• **QUOTED TEXT**:
——————————

You should read this discussion in conjunction with financial information and related notes included elsewhere in this report. We operate and report financial results on a fiscal year of 52 or 53 weeks ending on the Friday closest to June 30. The quarter ended October 2, 2009 was 13 weeks and the quarters ended July 3, 2009 and October 3, 2008 were 13 and 14 weeks, respectively. Except as noted, references to any fiscal year mean the twelve-month period ending on the Friday closest to June 30 of that year.
Some of the statements and assumptions included in this Quarterly Report on Form 10-Q are forward-looking statements within the meaning of Section 27A of the Securities Act of 1933 or Section 21E of the Securities Exchange Act of 1934, each as amended, including, in particular, statements about our plans, strategies and prospects and estimates of industry growth for the fiscal quarter ending January 1, 2010 and beyond. These statements identify prospective information and include words such as "expects," "plans," "anticipates," "believes," "estimates," "predicts," "projects" and similar expressions. These forward-looking statements are based on information available to us as of the date of this report. Current expectations, forecasts and assumptions involve a number of risks, uncertainties and other factors that could cause actual results to differ materially from those anticipated by these forward-looking statements. Such risks, uncertainties and other factors may be beyond our control. In particular, the decline in global economic conditions pose a risk to our operating and financial performance as consumers and businesses have, and may continue to, defer purchases in response to tighter credit and negative financial conditions. Such risks and uncertainties also include the impact of the variable demand, particularly in view of current business and economic conditions; dependence on our ability to successfully qualify, manufacture and sell our disk drive products in increasing volumes on a cost-effective basis and with acceptable quality, particularly our new disk drive products with lower cost structures; the impact of competitive product announcements; our ability to achieve projected cost savings; and our ability to rapidly increase our manufacturing capacity in pace with our competitors if demand for disk drives increases. We also encourage you to read our Annual Report on Form 10-K as filed with the U.S. Securities and Exchange Commission on August 19, 2009, as it contains information concerning risk, uncertainties and other factors that could cause results to differ materially from those projected in the forward-looking statements. These forward-looking statements should not be relied upon as representing our views as of any subsequent date and we undertake no obligation to update forward-looking statements to reflect events or circumstances after the date they were made.
Our Management's Discussion and Analysis of Financial Condition and Results of Operations (MD&A) is provided in addition to the accompanying condensed consolidated financial statements and notes to assist readers in understanding our results of operations, financial condition and cash flows. MD&A is organized as follows:
† Our Company. Overview of our business. † Overview of the September 2009 Quarter. The September 2009 quarter summary and trends. † Results of Operations. Analysis of our financial results comparing the September 2009 quarter to the June 2009 quarter and the September 2008 quarter. † Liquidity and Capital Resources. An analysis of changes in our |
† Contractual Obligations and Off-Balance-Sheet Arrangements. Overview of contractual obligations and contingent liabilities and commitments outstanding as of October 2, 2009 and an explanation of off-balance-sheet arrangements.

——————————

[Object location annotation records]

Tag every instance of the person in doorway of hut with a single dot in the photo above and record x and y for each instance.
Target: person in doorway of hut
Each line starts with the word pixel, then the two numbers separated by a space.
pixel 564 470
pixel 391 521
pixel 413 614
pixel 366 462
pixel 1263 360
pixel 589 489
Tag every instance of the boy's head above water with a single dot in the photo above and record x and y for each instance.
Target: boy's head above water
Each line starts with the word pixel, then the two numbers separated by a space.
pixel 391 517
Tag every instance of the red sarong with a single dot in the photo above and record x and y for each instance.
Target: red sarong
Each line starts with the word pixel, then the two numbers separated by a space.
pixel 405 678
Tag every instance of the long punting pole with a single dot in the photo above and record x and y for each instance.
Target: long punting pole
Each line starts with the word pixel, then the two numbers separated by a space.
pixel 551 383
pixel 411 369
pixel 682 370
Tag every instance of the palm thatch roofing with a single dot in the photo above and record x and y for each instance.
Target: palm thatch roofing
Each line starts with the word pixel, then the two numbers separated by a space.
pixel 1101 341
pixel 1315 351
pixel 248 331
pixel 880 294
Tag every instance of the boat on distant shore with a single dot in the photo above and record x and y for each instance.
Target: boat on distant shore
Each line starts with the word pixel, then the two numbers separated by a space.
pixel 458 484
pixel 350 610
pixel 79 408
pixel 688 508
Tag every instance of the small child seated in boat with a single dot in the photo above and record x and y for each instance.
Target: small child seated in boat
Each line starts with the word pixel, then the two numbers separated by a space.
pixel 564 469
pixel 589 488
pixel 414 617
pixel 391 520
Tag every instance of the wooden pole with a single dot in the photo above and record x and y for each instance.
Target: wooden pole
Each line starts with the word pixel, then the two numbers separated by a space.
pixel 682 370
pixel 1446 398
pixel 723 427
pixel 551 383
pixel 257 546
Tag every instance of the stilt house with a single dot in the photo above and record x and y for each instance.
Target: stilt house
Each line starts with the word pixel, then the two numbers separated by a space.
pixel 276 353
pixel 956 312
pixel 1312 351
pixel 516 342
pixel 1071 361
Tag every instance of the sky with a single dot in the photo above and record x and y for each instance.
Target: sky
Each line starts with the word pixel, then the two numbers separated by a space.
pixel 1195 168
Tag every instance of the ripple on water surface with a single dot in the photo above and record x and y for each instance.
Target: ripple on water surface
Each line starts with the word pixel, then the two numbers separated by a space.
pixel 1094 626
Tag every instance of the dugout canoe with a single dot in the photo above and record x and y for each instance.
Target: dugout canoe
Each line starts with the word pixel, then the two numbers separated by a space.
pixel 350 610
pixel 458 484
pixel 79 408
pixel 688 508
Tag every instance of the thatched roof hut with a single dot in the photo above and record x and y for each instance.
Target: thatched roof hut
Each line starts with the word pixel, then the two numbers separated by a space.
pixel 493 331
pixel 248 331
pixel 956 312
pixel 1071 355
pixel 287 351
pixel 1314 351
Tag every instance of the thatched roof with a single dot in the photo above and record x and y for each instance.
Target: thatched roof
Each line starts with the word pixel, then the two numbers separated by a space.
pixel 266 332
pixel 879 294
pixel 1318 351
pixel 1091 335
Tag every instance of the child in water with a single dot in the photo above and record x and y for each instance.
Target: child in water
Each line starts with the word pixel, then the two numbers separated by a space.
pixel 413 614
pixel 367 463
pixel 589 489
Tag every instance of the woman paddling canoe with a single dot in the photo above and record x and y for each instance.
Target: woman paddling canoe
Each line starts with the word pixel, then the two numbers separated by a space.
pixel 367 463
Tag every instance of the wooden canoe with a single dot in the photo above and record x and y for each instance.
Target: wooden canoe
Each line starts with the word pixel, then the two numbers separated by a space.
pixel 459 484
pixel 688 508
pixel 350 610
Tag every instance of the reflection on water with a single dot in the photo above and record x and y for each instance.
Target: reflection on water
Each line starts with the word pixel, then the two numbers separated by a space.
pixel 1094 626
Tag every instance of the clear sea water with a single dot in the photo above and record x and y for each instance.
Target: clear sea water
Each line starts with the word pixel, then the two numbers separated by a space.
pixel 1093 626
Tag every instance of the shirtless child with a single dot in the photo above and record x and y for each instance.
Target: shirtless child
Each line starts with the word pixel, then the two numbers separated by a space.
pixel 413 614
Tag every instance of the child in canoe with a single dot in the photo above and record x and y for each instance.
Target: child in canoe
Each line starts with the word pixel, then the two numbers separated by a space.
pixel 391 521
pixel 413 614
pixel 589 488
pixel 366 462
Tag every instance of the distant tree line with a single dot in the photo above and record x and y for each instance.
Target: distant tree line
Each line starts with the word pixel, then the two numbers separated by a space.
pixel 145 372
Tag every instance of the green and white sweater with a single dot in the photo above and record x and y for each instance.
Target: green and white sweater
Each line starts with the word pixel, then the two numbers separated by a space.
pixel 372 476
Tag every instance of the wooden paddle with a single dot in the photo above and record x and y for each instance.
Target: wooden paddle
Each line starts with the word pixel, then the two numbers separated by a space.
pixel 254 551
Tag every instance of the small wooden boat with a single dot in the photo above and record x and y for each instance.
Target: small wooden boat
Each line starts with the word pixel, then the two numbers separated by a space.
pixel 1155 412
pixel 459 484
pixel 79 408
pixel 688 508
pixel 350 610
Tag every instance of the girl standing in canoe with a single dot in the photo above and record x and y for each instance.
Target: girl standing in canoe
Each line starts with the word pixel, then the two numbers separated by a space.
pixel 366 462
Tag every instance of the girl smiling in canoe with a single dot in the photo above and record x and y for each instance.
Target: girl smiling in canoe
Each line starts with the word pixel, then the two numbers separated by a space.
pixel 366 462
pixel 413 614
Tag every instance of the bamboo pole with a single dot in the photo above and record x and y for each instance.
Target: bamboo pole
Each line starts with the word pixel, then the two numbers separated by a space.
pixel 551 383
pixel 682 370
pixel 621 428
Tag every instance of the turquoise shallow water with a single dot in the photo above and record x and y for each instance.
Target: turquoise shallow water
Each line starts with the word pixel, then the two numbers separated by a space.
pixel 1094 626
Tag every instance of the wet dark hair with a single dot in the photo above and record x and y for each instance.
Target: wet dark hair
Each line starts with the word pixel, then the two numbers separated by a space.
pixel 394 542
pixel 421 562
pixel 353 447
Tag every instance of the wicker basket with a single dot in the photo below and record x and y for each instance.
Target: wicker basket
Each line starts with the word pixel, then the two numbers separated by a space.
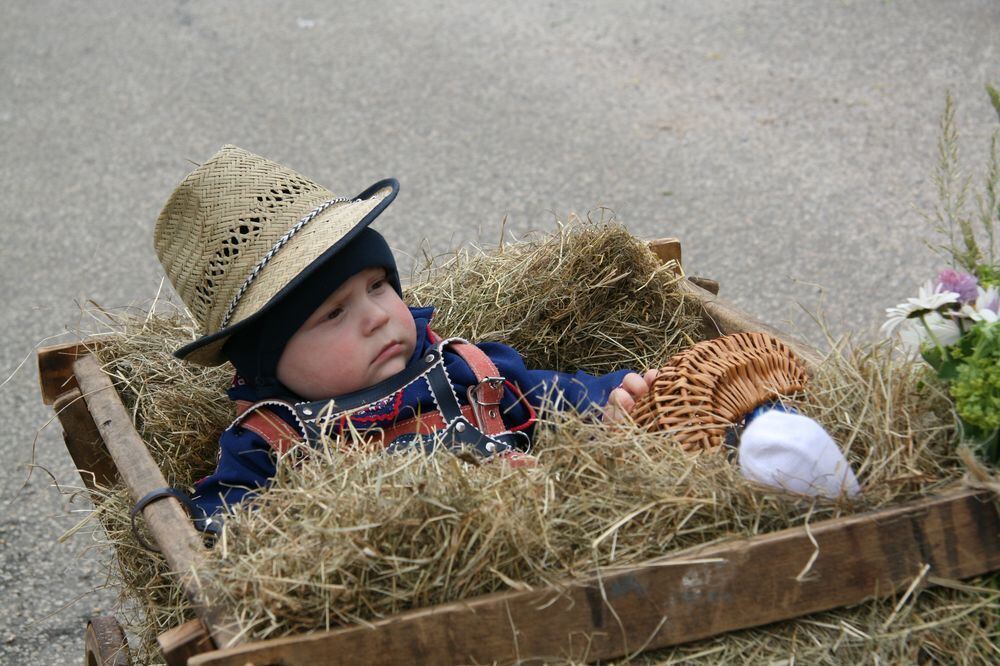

——————————

• **THE TASKS**:
[A] Check each statement against the quarterly report excerpt and answer yes or no, quoting the words that decide it: (i) The quarter ended October 3, 2008 was 13 weeks long. (ii) The fiscal year ends on the Friday closest to June 30. (iii) The Annual Report on Form 10-K was filed on August 19, 2009.
[B] Echo everything in the quarterly report excerpt from "You should read" down to "of that year.".

• **REPLIES**:
[A]
(i) No: "the quarters ended July 3, 2009 and October 3, 2008 were 13 and 14 weeks, respectively."
(ii) Yes: "a fiscal year of 52 or 53 weeks ending on the Friday closest to June 30"
(iii) Yes: "filed with the U.S. Securities and Exchange Commission on August 19, 2009"

[B]
You should read this discussion in conjunction with financial information and related notes included elsewhere in this report. We operate and report financial results on a fiscal year of 52 or 53 weeks ending on the Friday closest to June 30. The quarter ended October 2, 2009 was 13 weeks and the quarters ended July 3, 2009 and October 3, 2008 were 13 and 14 weeks, respectively. Except as noted, references to any fiscal year mean the twelve-month period ending on the Friday closest to June 30 of that year.